### Problem description:
The expected output is the complete data, reproduced exactly.

Dataset entries:
====================

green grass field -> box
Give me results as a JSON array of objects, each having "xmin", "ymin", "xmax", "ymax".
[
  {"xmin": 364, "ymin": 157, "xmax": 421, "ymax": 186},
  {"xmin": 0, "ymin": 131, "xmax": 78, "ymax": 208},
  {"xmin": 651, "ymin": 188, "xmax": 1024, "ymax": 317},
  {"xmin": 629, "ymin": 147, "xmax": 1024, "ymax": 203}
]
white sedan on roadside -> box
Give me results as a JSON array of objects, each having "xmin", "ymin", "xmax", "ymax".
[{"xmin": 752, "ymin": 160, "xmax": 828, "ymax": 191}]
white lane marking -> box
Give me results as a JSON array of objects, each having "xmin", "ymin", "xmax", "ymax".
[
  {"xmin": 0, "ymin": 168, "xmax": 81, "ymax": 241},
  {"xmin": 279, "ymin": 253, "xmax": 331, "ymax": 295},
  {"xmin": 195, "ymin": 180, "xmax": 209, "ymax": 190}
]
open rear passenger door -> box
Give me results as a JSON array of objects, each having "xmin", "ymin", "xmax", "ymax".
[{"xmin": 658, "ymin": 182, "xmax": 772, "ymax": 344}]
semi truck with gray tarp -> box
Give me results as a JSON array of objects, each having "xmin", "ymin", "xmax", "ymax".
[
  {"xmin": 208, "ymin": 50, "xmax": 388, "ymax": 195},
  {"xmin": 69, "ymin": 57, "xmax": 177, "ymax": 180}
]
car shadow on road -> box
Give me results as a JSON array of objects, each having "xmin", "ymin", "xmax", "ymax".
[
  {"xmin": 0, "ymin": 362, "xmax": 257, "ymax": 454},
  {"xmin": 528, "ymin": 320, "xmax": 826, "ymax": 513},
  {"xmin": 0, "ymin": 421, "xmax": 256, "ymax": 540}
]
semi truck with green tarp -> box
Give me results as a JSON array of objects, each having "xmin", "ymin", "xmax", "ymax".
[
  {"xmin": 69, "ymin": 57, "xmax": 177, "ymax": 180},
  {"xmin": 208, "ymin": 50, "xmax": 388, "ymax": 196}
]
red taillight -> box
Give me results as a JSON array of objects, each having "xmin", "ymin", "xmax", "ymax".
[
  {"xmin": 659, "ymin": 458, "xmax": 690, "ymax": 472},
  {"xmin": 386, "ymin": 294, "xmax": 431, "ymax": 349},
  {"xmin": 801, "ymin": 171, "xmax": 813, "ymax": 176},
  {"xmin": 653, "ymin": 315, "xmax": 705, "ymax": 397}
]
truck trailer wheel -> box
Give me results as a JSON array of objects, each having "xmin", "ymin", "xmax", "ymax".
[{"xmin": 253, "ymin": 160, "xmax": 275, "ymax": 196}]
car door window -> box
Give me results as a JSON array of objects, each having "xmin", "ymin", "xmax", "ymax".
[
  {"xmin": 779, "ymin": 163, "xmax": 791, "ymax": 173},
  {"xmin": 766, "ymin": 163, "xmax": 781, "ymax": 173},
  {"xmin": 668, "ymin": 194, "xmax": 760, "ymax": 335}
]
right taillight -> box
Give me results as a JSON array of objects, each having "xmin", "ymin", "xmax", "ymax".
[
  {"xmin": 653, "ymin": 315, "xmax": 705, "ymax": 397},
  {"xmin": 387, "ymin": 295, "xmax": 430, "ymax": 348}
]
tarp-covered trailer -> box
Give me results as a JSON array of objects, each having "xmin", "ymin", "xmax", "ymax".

====================

### Worked solution:
green grass field -> box
Give me results as a JSON array of objects, each having "xmin", "ymin", "xmax", "ymax".
[
  {"xmin": 364, "ymin": 157, "xmax": 421, "ymax": 186},
  {"xmin": 0, "ymin": 131, "xmax": 78, "ymax": 208},
  {"xmin": 651, "ymin": 188, "xmax": 1024, "ymax": 317},
  {"xmin": 629, "ymin": 147, "xmax": 1024, "ymax": 203}
]
white sedan on roadside -> box
Give me results as a JSON array of objects, each having "xmin", "ymin", "xmax", "ymax".
[{"xmin": 752, "ymin": 160, "xmax": 828, "ymax": 191}]
white lane marking -> box
Give me results as a JSON array of objects, each having "xmin", "ymin", "xmax", "ymax".
[
  {"xmin": 0, "ymin": 168, "xmax": 81, "ymax": 241},
  {"xmin": 279, "ymin": 253, "xmax": 331, "ymax": 295},
  {"xmin": 195, "ymin": 180, "xmax": 209, "ymax": 190}
]
open rear passenger door -> box
Give me results as a JSON array of objects, each having "xmin", "ymin", "xmax", "ymax".
[{"xmin": 658, "ymin": 182, "xmax": 772, "ymax": 344}]
semi truck with gray tarp -> box
Give me results as a JSON array of objects, each having "xmin", "ymin", "xmax", "ymax".
[
  {"xmin": 208, "ymin": 50, "xmax": 388, "ymax": 195},
  {"xmin": 69, "ymin": 57, "xmax": 177, "ymax": 180}
]
car shadow on road -> box
Give me results as a JSON array of objects, each having "xmin", "ymin", "xmax", "ymax".
[
  {"xmin": 0, "ymin": 362, "xmax": 257, "ymax": 454},
  {"xmin": 528, "ymin": 320, "xmax": 826, "ymax": 513},
  {"xmin": 0, "ymin": 421, "xmax": 256, "ymax": 540}
]
semi truck with green tarp -> box
Give me results as a JSON array of objects, each having "xmin", "ymin", "xmax", "ymax".
[
  {"xmin": 69, "ymin": 57, "xmax": 177, "ymax": 180},
  {"xmin": 208, "ymin": 50, "xmax": 388, "ymax": 196}
]
red taillight -> box
Give me results as a JSON array of objects, each having "xmin", "ymin", "xmax", "ymax".
[
  {"xmin": 659, "ymin": 458, "xmax": 690, "ymax": 472},
  {"xmin": 386, "ymin": 294, "xmax": 431, "ymax": 349},
  {"xmin": 801, "ymin": 171, "xmax": 813, "ymax": 176},
  {"xmin": 653, "ymin": 315, "xmax": 705, "ymax": 397}
]
truck trailer wheel -> box
Give me results as a JSON array of objects, each having "xmin", "ymin", "xmax", "ymax".
[{"xmin": 253, "ymin": 160, "xmax": 275, "ymax": 196}]
car door window -> box
Give me results as a JSON array of objects, each having "xmin", "ymin", "xmax", "ymax".
[
  {"xmin": 779, "ymin": 163, "xmax": 791, "ymax": 173},
  {"xmin": 766, "ymin": 163, "xmax": 781, "ymax": 173},
  {"xmin": 668, "ymin": 194, "xmax": 760, "ymax": 335}
]
right taillight -> box
Give me results as a JSON array of objects, each having "xmin", "ymin", "xmax", "ymax".
[
  {"xmin": 653, "ymin": 315, "xmax": 705, "ymax": 397},
  {"xmin": 387, "ymin": 295, "xmax": 430, "ymax": 348}
]
tarp-covered trailer -> box
Give me results as a JSON array of objects, each having "xmin", "ymin", "xmax", "ymax".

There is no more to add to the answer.